EXTRAIT CHOISI =
-- -- --

7 - La course à la mer

 
La bataille continua d'ailleurs. Après la bataille de la Marne, ce fut la bataille de l'Aisne, qui se prolongea pendant les dernières semaines de septembre et bien au delà. Mais bataille, cette fois, comme figée sur place, faite d'engagements partiels presque quotidiens, horriblement meurtriers, se terminant en faveur tantôt de l'un des adversaires, tantôt de l'autre, et n'amenant jamais de résultats d'une importance décisive. Les noms qui émergent d'une multitude de noms sont, dans cette région, Craonne, Souain, Berry-au-Bac.

Des tentatives furent dirigées sur Reims et sur Soissons : elles échouèrent; l'ennemi s'en vengea en ruinant à peu près ces deux villes et en incendiant la cathédrale de Reims !

Plus à l'Est a lieu la bataille des Hauts-de-Meuse. L'ennemi essaie de forcer cette barrière, entre Verdun et Toul, qu'il n'avait pas osé affronter au début de la guerre. Il attaque vainement le fort de Troyon, le fort des Paroches; il réussit à enlever le fort du Camp des Romains et, grâce à la chute de cette position, à s'emparer de Saint-Mihiel, dont nous ne pûmes de longtemps les déloger, malgré tant de sang versé dans la forêt d'Apremont et aux Éparges.

-- -- --

MISE EN PRATIQUE =
A: Renvoyez tel quel le passage de l'extrait sur la course à la mer qui commence par « La bataille continua » et se poursuit jusqu'à « cathédrale de Reims ! ».
B: Quels forts l'extrait sur la course à la mer nomme-t-il ?
C: Prolongez l'extrait sur la course à la mer à partir de sa dernière phrase.
Les items qui suivent forment un matériau à part, indépendant de l'extrait.

-- -- --

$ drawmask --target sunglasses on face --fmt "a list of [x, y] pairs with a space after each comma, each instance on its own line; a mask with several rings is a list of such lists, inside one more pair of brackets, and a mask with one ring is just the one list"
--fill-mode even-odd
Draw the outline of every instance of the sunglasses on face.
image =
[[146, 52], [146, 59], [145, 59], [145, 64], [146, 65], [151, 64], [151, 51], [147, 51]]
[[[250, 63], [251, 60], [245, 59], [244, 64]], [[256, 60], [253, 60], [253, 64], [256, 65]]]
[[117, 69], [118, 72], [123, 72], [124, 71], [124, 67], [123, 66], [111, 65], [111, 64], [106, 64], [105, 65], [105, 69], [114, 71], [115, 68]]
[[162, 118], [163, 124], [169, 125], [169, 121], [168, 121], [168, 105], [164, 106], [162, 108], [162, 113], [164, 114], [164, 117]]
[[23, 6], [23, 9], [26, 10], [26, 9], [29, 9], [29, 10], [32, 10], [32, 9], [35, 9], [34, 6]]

-- -- --

RÉPONSES ATTENDUES =
A:
La bataille continua d'ailleurs. Après la bataille de la Marne, ce fut la bataille de l'Aisne, qui se prolongea pendant les dernières semaines de septembre et bien au delà. Mais bataille, cette fois, comme figée sur place, faite d'engagements partiels presque quotidiens, horriblement meurtriers, se terminant en faveur tantôt de l'un des adversaires, tantôt de l'autre, et n'amenant jamais de résultats d'une importance décisive. Les noms qui émergent d'une multitude de noms sont, dans cette région, Craonne, Souain, Berry-au-Bac.

Des tentatives furent dirigées sur Reims et sur Soissons : elles échouèrent; l'ennemi s'en vengea en ruinant à peu près ces deux villes et en incendiant la cathédrale de Reims !

B: Le fort de Troyon, le fort des Paroches et le fort du Camp des Romains.

C:
Mais c'est en allant vers l'Ouest et en remontant au Nord que se déroulèrent les opérations les plus intéressantes de cette période. Immobilisés sur un front qui restait à peu près inébranlable de part et d'autre, les deux partis voulurent se donner de, l'air, se déborder réciproquement dans les espaces qui jusqu'alors s'étaient trouvés en dehors des hostilités. Ce fut, depuis Compiègne jusqu'à la mer du Nord, une sorte de lutte de vitesse, un glissement continu d'infanterie et d’artillerie, précédées par de la cavalerie, où nous eûmes le réel avantage de maintenir la ligne ennemie sur une perpendiculaire la rapprochant toujours de la frontière belge. Les combats de Tracy-le-Mont,, Lassigny, Roye, Péronne, Albert, forment dans leur ensemble la bataille de Picardie. La bataille d'Artois, autour d'Arras, suivit en octobre, et fut suivie par la bataille des Flandres, qu'illustrent les chocs héroïques de Lens et de La Bassée. Enfin, les armées anglo-françaises rentrent en Belgique par son extrémité du Sud et aboutissent à la mer juste à temps pour recevoir ce qui subsistait de l'armée belge, venant d'Anvers, tombé le 9 octobre, sous les coups de l'artillerie lourde des Allemands.

Quelques jours auparavant, le noble roi des Belges, Albert 1er, était sorti de la place, à la tête de ses troupes ; par Gand et Bruges, il avait gagné Ostende, et de là, en suivant la côte, atteint, le 12 octobre, le petit coin de terre qui allait être encore la Belgique indépendante. Tandis que son gouvernement acceptait, au Havre, l'hospitalité française, il devait lui, ne jamais quitter le sol de sa patrie, attendant là et préparant les hautes réparations promises par l'avenir.